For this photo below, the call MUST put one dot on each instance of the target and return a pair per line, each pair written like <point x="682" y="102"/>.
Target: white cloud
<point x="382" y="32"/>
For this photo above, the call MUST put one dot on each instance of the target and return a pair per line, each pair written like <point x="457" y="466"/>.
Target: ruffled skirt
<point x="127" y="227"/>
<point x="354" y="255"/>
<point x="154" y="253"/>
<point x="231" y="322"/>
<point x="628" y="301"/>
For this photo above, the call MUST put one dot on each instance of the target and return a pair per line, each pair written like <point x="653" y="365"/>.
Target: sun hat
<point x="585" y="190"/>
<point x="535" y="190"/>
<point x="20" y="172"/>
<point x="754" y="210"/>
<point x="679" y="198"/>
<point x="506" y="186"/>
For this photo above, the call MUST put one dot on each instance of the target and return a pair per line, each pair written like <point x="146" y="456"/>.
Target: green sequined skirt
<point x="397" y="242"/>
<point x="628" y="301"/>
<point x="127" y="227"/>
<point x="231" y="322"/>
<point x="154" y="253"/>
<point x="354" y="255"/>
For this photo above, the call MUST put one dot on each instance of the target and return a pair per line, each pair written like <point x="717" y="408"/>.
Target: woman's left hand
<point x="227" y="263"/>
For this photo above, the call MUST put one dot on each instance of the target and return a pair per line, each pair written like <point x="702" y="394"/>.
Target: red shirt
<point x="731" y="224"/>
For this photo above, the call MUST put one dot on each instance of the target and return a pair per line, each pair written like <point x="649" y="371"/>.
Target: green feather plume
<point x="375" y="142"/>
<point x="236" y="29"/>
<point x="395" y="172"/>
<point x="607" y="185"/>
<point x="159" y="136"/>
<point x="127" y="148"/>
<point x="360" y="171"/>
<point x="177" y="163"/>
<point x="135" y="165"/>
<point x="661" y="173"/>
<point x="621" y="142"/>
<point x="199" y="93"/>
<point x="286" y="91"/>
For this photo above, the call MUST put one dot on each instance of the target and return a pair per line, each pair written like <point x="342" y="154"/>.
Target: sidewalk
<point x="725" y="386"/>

★ ★ ★

Problem to solve:
Where a line of the entries above holds the word "like", return that line.

Task solution:
For this photo below, the call MUST put one dot on each instance of the target and return a pair per line, each pair written like <point x="682" y="102"/>.
For this photo above, the call MUST put one dot on each instance of the target and return a pair per line, each pair written like <point x="457" y="466"/>.
For this photo above, the call MUST put one dot on each instance of the target and return a pair per line, each pair written like <point x="653" y="365"/>.
For this photo above, the call MUST put one dot on each instance of the target and return a pair per line, each pair written like <point x="146" y="456"/>.
For this photo above, the call MUST put one dot on each instance of the target and return a pair per line, each pair written like <point x="717" y="408"/>.
For this photo above, the call MUST put one dot on each instance of the target and return a pair per line, each pair written like <point x="702" y="394"/>.
For this photo above, the call MUST put one dot on each instance of the target and return a pair per line, each pair written like <point x="649" y="371"/>.
For this photo above, the call MUST put one dot on each instance of the target and return a pair per line, each pair written like <point x="342" y="154"/>.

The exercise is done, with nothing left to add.